Filter the records below, keeping only the lines that contain the word "chair", and copy each of those lines.

[Lines of data]
——————

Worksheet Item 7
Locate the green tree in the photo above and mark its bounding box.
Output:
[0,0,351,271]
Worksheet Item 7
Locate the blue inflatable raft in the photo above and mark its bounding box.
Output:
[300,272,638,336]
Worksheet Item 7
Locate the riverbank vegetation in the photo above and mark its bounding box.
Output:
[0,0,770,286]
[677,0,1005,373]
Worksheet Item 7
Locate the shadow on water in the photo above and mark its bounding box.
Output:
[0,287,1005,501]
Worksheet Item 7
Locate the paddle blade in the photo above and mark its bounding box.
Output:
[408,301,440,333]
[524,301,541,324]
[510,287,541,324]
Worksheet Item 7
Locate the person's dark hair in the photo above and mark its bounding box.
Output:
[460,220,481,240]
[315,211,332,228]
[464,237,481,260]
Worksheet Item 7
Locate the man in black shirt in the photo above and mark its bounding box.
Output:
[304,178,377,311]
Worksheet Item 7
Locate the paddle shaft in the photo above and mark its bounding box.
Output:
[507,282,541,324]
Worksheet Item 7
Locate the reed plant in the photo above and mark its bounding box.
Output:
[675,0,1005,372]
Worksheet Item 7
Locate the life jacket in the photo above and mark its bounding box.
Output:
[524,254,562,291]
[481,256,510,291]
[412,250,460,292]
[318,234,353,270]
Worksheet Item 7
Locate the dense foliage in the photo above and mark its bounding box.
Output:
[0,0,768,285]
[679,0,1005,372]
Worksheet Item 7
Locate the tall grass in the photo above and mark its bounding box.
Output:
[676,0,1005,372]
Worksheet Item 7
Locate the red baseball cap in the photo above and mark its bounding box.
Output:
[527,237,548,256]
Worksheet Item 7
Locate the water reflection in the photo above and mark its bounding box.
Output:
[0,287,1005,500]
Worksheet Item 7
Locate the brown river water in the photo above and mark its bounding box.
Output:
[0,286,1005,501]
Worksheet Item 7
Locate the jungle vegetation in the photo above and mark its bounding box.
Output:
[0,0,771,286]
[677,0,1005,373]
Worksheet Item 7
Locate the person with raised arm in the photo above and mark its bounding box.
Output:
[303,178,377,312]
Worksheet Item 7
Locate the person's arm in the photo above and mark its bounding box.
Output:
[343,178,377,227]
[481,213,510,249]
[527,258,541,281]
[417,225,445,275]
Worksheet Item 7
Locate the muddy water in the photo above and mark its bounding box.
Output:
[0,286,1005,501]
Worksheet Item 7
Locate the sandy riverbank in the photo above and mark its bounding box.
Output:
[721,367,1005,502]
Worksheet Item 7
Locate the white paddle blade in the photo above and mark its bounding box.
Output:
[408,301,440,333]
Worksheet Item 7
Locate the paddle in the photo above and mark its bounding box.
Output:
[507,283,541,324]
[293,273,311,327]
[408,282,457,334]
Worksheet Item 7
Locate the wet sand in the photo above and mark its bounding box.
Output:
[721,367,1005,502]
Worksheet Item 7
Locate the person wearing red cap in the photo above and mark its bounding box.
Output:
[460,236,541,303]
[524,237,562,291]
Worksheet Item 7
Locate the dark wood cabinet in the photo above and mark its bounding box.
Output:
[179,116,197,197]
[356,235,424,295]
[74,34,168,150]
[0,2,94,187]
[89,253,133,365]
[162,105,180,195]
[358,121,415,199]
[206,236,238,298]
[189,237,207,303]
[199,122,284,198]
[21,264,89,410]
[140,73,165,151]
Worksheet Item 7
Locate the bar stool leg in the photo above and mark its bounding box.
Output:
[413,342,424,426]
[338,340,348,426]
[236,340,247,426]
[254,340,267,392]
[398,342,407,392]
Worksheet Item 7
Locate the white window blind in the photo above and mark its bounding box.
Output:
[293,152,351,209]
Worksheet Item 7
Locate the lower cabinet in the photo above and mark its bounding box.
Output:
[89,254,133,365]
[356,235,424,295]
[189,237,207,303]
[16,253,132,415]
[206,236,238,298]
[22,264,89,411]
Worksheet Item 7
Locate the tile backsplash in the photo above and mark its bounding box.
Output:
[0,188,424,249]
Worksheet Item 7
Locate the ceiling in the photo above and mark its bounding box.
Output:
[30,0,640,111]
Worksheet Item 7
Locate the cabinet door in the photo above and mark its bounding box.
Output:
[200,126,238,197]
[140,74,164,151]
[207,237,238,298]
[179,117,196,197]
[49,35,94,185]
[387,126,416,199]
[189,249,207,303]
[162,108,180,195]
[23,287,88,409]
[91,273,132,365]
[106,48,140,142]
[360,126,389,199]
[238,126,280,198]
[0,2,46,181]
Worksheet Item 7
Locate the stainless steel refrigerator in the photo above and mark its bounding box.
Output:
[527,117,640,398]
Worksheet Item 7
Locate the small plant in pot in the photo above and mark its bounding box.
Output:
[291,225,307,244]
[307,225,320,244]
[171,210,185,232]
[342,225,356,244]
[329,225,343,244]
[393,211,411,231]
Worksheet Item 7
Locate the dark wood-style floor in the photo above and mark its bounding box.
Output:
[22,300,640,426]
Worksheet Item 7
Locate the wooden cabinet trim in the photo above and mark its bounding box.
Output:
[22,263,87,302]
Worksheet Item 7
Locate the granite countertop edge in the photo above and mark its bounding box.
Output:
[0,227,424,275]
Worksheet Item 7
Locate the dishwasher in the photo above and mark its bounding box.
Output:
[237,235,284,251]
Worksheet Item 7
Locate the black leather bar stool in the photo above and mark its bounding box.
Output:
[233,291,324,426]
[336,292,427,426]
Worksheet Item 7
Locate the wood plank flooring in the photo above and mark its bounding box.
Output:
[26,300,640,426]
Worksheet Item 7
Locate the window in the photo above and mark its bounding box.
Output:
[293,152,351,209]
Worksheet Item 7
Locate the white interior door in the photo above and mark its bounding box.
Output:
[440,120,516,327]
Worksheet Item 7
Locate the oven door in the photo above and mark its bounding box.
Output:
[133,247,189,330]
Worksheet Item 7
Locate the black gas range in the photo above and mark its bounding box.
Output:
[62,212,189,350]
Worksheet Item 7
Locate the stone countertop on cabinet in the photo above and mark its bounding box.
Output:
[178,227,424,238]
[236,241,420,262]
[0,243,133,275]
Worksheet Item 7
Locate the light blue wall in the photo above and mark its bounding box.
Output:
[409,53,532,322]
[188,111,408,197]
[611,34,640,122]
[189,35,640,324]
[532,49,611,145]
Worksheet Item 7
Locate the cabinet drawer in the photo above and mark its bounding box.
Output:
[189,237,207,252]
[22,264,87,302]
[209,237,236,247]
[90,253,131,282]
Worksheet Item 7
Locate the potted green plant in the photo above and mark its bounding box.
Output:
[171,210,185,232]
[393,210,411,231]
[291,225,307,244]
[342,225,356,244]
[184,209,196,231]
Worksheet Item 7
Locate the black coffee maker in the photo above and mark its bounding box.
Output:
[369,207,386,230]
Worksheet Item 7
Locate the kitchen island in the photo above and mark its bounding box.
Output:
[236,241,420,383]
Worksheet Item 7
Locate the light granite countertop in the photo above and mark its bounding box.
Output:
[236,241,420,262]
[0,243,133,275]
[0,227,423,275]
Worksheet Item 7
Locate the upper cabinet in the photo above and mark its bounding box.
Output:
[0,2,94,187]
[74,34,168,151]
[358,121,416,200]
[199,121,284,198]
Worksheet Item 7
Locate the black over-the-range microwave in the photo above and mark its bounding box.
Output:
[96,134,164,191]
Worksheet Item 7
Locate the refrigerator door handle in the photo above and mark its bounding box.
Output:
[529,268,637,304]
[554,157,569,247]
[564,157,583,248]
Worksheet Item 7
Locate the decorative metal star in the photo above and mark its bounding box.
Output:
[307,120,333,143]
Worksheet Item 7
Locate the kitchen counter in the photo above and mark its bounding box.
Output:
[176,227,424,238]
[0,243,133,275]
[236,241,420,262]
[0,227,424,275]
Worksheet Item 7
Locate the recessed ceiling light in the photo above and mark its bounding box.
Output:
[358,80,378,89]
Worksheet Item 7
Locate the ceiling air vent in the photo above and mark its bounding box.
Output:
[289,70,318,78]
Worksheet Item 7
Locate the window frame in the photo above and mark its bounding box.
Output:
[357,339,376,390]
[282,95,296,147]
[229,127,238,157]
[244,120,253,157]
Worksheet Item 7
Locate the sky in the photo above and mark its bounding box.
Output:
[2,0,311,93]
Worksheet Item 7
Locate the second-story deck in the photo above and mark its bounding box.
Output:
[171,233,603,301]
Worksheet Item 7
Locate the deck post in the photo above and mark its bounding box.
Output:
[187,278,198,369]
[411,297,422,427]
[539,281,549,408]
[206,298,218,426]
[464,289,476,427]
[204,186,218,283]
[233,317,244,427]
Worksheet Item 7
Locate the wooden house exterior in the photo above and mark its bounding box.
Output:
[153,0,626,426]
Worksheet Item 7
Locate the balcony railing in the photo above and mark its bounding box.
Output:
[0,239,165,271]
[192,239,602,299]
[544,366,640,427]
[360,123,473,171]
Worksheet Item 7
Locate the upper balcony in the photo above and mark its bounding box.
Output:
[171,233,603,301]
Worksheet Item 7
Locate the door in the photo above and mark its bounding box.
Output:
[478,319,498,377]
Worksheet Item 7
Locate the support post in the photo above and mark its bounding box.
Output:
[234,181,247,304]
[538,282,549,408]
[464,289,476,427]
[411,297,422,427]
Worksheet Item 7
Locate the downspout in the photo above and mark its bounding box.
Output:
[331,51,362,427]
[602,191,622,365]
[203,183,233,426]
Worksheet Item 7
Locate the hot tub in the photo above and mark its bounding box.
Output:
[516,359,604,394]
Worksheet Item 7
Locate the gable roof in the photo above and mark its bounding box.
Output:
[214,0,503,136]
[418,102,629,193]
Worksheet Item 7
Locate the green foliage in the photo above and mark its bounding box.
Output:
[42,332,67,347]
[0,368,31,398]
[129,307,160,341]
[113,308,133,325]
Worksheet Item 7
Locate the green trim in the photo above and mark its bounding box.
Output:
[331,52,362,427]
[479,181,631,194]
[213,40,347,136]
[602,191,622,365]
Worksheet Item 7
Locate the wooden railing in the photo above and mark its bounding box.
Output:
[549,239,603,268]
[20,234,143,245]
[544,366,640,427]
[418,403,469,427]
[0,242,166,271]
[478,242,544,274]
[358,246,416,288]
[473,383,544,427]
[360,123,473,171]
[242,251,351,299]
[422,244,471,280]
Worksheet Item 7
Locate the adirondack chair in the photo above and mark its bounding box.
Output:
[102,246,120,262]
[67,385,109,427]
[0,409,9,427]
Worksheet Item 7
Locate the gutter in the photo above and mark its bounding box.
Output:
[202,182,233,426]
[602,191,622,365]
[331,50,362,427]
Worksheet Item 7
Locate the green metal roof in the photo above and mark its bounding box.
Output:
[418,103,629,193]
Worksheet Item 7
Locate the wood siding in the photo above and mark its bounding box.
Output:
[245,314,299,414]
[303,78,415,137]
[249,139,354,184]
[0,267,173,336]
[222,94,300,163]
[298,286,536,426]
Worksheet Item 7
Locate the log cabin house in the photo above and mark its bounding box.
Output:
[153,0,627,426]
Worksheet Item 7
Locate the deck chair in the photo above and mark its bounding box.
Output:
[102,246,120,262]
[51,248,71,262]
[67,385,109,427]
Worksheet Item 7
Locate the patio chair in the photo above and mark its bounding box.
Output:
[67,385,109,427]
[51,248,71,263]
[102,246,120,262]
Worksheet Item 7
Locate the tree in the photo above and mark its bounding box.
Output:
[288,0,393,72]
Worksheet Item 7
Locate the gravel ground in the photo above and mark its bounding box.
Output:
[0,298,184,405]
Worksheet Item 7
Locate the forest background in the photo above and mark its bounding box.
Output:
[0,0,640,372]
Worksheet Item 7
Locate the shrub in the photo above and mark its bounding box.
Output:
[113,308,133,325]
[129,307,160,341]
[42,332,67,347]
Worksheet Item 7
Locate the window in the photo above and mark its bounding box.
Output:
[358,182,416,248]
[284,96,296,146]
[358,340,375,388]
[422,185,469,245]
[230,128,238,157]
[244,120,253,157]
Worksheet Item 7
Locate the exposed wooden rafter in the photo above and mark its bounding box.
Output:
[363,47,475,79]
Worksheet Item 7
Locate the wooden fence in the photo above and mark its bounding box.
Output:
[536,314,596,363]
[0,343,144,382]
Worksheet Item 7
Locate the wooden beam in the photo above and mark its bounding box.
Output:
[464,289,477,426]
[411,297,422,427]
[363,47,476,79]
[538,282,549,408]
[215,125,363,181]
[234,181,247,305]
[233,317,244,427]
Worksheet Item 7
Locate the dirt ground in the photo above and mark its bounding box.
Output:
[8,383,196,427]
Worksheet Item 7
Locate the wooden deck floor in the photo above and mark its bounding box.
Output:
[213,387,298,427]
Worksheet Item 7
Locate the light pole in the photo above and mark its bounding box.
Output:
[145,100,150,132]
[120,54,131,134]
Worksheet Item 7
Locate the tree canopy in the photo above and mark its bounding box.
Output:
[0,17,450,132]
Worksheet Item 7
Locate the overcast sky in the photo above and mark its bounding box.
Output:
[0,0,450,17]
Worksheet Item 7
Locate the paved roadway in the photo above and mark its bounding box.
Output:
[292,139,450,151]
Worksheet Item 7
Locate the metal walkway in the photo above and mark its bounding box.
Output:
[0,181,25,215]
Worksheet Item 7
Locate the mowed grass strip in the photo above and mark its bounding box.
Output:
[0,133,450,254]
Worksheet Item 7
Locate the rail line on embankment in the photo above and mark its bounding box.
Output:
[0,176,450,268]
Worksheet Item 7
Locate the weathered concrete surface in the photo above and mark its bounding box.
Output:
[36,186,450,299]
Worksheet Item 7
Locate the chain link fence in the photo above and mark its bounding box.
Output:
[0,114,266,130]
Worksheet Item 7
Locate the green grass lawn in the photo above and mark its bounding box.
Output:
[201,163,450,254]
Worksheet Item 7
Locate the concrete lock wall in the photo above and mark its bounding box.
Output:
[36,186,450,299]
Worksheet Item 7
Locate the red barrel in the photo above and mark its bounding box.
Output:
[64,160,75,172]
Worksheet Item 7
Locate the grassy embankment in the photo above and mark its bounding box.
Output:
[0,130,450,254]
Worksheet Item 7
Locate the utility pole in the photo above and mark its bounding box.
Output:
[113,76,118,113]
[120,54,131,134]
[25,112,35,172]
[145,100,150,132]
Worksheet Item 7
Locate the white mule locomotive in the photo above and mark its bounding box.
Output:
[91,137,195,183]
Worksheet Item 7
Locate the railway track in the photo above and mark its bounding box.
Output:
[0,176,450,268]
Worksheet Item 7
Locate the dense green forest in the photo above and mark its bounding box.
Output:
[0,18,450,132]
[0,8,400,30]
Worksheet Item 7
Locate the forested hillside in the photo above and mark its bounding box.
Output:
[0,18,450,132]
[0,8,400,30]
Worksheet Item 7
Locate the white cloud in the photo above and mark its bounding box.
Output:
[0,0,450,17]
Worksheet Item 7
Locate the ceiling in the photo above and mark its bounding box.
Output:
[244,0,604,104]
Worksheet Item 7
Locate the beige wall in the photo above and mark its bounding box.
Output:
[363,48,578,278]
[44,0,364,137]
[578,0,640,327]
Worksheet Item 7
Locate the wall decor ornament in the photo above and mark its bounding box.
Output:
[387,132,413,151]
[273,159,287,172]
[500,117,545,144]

——————

Result of the exercise>
Locate the adirondack chair in the photo above and mark its bounding box.
Locate the deck chair in the photo above and mark its bounding box.
Locate the patio chair in the photo above and mark its bounding box.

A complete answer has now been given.